- Task requirements
Reproduce the records below line for line, changing nothing.

- Stored data

▶

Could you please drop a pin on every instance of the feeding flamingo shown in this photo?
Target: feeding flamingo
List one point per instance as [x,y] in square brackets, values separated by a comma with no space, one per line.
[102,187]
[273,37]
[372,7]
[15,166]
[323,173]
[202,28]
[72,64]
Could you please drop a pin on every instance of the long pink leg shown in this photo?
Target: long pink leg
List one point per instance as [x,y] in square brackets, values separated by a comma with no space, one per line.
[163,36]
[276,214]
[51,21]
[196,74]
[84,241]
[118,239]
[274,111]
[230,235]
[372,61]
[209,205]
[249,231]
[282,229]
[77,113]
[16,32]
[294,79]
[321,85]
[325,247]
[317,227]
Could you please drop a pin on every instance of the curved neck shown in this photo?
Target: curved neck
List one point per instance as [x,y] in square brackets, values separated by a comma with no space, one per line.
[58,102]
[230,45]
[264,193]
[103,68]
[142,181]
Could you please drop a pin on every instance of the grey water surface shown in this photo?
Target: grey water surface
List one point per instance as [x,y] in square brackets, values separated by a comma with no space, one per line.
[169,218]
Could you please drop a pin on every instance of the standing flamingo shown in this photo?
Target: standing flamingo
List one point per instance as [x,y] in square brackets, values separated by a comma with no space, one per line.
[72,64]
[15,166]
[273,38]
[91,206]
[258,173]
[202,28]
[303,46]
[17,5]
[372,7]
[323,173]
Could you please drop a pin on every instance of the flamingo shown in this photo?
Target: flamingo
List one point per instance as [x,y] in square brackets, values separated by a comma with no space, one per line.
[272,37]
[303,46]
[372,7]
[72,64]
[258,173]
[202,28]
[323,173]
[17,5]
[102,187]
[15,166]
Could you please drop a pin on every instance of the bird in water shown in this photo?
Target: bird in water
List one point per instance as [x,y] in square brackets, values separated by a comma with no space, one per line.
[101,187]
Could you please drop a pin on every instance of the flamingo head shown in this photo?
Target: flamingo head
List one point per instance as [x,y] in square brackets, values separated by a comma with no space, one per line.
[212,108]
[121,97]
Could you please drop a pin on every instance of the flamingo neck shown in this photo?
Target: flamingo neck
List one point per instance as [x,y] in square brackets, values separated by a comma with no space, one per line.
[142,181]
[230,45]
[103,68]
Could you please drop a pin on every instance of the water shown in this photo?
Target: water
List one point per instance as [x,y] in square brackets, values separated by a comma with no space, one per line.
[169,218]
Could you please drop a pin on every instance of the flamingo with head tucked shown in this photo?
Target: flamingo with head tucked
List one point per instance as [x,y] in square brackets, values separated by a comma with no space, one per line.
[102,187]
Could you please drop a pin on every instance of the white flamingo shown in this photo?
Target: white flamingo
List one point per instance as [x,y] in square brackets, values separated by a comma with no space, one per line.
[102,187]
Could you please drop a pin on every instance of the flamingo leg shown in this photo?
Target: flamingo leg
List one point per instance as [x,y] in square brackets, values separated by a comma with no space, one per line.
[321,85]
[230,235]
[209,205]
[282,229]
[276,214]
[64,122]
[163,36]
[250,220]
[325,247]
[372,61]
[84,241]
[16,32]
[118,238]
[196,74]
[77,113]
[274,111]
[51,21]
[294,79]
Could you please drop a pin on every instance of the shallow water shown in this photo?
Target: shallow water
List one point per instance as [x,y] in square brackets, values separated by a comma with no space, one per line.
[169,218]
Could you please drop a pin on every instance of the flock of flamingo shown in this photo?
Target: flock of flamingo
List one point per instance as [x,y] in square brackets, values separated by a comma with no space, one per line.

◀

- Exercise answer
Could you please drop a pin on every instance of the feeding flamingo shown in this photo?
Target: feeding flamingo
List one point per instance as [x,y] in square brackets, values separated by a comma with no space, one per line.
[102,187]
[273,37]
[372,7]
[15,166]
[323,173]
[202,28]
[72,64]
Could you please drop a pin on every instance of the long pink leg shown in this photo?
Target: long pink leg
List one point per instance as [x,y] in square brackets, values separated by a comma with no space, one per line.
[163,36]
[276,214]
[51,21]
[196,74]
[84,241]
[118,239]
[274,111]
[230,235]
[372,61]
[209,205]
[249,231]
[282,229]
[77,113]
[16,32]
[294,79]
[321,85]
[325,247]
[317,227]
Could you please drop a pin on every instance of the curved neck shown in this photo?
Target: curved neck
List one point per instance as [x,y] in square brackets, values separated by a comma with no space, one per line.
[58,102]
[230,45]
[264,193]
[103,68]
[142,181]
Could you please drop a pin on every instance of the grey water surface shown in this photo?
Target: grey water surface
List one point per instance as [x,y] in square brackets, values separated by a comma with no space, one per line.
[169,218]
Could you please drop a pin on every instance of the standing flamingo shown in this photo?
Target: standing flamingo
List one point per instance as [x,y] in square brackets, values separated by a comma with no space, one per line.
[72,64]
[15,166]
[273,38]
[91,206]
[258,173]
[202,28]
[303,46]
[17,5]
[372,7]
[323,173]
Could you please drop a pin on every instance of the flamingo shown in this photo?
Target: flamingo
List one point per instance as [x,y] in square brackets, values separated by a comma with no space, one per line.
[272,37]
[303,46]
[372,7]
[72,64]
[258,173]
[202,28]
[323,173]
[17,5]
[102,187]
[15,166]
Could you please drop a pin on every instance of the bird in water shown in this photo?
Target: bird in water
List one point per instance as [x,y] in square brackets, values separated by a comma with no space, one per line.
[101,187]
Could you please drop a pin on every instance of the flamingo head shown in this photo?
Target: flamingo head
List one point per instance as [x,y] in square brackets, values separated by a comma with no space, one per line.
[212,108]
[121,97]
Could you please drop a pin on every instance of the flamingo neck shown in this photo?
Target: flamingo neck
List one point per instance as [x,y] in square brackets, values separated by a comma with no space, one per line.
[142,181]
[230,45]
[103,68]
Could you please drop a pin on every instance of the water shown in this photo?
Target: water
List one point per instance as [x,y] in square brackets, values separated by a comma with no space, one per line.
[169,218]
Could you please drop a pin on every instance of the flamingo with head tucked shown in this photo?
Target: flamingo with head tucked
List one point per instance as [x,y] in square brackets, values separated by a comma with no space, one per line.
[102,187]
Could you please drop a pin on every instance of the white flamingo shown in this photo?
Target: white flamingo
List one point per instance as [x,y] in square brackets, values separated by a comma with no space, one per line.
[102,187]
Could you please drop a pin on every instance of the flamingo leg shown in this photo?
Target: flamingo leg
List one point per instance as [x,y] in square brackets, values separated by a comma with no space, one per line.
[321,85]
[230,235]
[209,205]
[282,229]
[276,214]
[64,122]
[163,36]
[250,220]
[325,247]
[372,61]
[84,241]
[16,32]
[118,238]
[196,74]
[77,113]
[274,111]
[51,21]
[294,79]
Could you please drop a pin on every instance of the shallow water shown in this photo?
Target: shallow water
List one point per instance as [x,y] in square brackets, values separated by a comma with no space, one per line.
[169,218]
Could you please drop a pin on every instance of the flock of flamingo shown in this photo?
Target: flock of flamingo
List one point per instance as [x,y] in square brackets, values separated by a comma with no space, one per line.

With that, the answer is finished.